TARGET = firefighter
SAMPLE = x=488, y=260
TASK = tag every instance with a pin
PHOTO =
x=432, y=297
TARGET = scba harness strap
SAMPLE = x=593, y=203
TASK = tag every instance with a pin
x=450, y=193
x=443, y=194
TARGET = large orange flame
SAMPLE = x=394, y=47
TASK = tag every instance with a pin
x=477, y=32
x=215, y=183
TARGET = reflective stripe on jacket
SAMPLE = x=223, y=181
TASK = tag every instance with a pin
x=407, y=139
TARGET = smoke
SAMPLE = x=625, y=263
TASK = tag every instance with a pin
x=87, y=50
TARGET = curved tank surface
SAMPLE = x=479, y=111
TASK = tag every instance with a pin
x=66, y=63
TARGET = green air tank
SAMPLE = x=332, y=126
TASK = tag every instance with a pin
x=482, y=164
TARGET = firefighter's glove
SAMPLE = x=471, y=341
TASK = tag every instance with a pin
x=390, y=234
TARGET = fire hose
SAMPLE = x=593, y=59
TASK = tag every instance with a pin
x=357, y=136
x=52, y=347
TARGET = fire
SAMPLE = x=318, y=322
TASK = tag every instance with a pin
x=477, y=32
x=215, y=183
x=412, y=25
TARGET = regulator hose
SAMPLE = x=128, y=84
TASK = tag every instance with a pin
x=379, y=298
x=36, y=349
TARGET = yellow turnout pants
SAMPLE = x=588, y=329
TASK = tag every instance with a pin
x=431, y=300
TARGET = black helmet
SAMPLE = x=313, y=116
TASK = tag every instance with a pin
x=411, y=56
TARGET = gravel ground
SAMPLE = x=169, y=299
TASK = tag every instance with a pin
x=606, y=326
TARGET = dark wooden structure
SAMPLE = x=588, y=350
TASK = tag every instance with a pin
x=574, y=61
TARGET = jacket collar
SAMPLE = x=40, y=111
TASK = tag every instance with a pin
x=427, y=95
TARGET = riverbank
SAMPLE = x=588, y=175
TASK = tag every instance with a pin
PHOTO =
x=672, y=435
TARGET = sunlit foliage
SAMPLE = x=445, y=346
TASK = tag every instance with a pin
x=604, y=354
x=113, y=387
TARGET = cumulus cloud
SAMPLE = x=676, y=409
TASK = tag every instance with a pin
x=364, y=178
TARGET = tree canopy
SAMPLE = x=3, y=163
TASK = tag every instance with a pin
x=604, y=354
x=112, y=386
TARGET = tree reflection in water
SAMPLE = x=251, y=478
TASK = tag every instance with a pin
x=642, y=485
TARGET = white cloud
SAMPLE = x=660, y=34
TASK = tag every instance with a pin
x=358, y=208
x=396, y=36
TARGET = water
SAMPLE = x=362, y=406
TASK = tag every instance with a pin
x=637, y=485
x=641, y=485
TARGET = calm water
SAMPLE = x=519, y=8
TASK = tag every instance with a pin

# # #

**TASK TO CARRY OUT:** Look back at the entries above. Retype the line with "SAMPLE = x=625, y=263", the line with "TARGET = tree reflection in water", and all lines in between.

**RESPONSE AREA:**
SAMPLE = x=625, y=263
TASK = tag every instance with a pin
x=87, y=50
TARGET = curved tank surface
SAMPLE = x=479, y=111
TASK = tag every instance with a pin
x=66, y=63
TARGET = green air tank
SAMPLE = x=332, y=126
TASK = tag every instance with a pin
x=482, y=164
TARGET = firefighter's glove
SAMPLE = x=471, y=341
TASK = tag every instance with a pin
x=390, y=234
TARGET = fire hose
SAMPLE = x=593, y=59
TASK = tag every instance with a pin
x=357, y=136
x=52, y=347
TARGET = fire
SAMPLE = x=318, y=322
TASK = tag every instance with a pin
x=477, y=32
x=215, y=183
x=412, y=25
TARGET = regulator hose
SAMPLE = x=128, y=84
TASK = tag every instance with a pin
x=379, y=298
x=36, y=349
TARGET = yellow turnout pants
SAMPLE = x=588, y=329
TASK = tag every instance with a pin
x=431, y=300
TARGET = black helmet
SAMPLE = x=313, y=116
TASK = tag every instance with a pin
x=411, y=56
TARGET = gravel ground
SAMPLE = x=169, y=299
TASK = tag every instance with a pin
x=606, y=326
TARGET = dark wooden structure
SAMPLE = x=588, y=350
TASK = tag every instance with a pin
x=574, y=61
TARGET = jacket collar
SAMPLE = x=40, y=111
TASK = tag every instance with a pin
x=427, y=95
TARGET = riverbank
SAMPLE = x=588, y=175
TASK = tag every instance with a pin
PHOTO =
x=672, y=435
TARGET = sunlit foliage
SAMPLE = x=445, y=346
TASK = tag every instance with a pin
x=604, y=354
x=113, y=387
TARGET = cumulus cloud
SAMPLE = x=676, y=409
TASK = tag every instance with a pin
x=364, y=178
TARGET = tree canopy
SAMPLE = x=3, y=163
TASK = tag every instance with a pin
x=604, y=354
x=112, y=386
TARGET = tree reflection in water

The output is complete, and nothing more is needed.